Exercise objective: Count the lines in the items below that contain the string "chicken", treating uppercase and lowercase as different. Give only the number.

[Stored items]
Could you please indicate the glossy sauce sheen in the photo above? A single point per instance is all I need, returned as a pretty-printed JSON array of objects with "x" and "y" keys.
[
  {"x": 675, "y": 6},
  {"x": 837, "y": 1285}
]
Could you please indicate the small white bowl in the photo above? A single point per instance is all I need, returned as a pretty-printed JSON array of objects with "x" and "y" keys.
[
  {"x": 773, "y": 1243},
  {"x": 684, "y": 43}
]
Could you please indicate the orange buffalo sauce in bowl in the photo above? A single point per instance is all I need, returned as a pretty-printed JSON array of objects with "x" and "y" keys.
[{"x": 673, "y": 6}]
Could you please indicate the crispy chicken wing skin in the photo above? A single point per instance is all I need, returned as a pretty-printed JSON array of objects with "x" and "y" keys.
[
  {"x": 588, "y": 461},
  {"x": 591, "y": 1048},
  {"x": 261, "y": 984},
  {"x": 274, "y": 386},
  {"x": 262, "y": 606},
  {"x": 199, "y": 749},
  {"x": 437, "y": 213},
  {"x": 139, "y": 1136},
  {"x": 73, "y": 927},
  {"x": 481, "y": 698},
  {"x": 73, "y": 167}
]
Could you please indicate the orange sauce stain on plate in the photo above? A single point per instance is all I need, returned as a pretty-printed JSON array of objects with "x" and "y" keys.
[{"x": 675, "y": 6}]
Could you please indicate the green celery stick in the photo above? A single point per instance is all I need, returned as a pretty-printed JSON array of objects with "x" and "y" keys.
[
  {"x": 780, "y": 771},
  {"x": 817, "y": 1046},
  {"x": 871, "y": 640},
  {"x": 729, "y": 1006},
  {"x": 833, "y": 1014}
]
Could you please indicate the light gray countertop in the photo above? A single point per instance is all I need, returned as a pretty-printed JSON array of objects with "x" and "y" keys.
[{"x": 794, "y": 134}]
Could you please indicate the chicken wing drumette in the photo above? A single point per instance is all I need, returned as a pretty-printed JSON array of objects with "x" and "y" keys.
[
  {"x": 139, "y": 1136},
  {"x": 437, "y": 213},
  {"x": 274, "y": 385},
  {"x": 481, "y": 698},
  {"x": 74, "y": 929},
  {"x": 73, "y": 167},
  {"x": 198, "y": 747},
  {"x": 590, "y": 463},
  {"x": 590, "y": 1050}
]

...

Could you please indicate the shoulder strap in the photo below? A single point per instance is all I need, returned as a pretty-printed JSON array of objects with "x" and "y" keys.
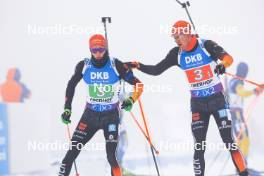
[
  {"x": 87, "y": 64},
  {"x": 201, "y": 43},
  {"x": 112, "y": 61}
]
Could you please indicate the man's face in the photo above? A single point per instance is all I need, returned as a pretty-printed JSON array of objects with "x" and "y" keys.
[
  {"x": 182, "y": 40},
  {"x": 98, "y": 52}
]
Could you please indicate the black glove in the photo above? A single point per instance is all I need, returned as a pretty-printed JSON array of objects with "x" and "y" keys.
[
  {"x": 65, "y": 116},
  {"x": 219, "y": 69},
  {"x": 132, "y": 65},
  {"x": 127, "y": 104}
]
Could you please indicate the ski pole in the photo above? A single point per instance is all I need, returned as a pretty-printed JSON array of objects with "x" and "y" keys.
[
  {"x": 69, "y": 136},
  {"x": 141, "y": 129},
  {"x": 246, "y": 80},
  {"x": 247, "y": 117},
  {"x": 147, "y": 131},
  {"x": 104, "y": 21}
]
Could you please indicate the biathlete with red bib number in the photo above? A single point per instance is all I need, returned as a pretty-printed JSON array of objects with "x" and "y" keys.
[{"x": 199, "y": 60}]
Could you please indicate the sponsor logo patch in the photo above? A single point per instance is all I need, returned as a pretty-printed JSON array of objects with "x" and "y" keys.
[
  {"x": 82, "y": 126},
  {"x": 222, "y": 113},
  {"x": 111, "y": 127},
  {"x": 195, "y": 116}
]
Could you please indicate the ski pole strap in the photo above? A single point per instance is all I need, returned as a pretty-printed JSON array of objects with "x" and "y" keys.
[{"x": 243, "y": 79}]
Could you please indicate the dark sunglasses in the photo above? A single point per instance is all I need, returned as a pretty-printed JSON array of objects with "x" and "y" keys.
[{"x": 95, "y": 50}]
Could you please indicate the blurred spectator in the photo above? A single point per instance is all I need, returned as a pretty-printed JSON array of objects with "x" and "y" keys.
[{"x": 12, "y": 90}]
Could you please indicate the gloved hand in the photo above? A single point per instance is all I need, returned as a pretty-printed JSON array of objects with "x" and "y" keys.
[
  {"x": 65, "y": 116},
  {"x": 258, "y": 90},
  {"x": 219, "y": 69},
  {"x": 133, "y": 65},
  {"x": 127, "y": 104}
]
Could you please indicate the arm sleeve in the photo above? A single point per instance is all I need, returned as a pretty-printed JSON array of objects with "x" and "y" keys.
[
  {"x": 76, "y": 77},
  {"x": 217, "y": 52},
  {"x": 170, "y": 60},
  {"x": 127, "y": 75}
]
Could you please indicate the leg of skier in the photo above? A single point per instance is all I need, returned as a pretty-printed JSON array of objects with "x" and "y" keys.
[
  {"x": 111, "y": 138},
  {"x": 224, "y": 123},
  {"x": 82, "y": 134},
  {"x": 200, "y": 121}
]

Exercise output: 2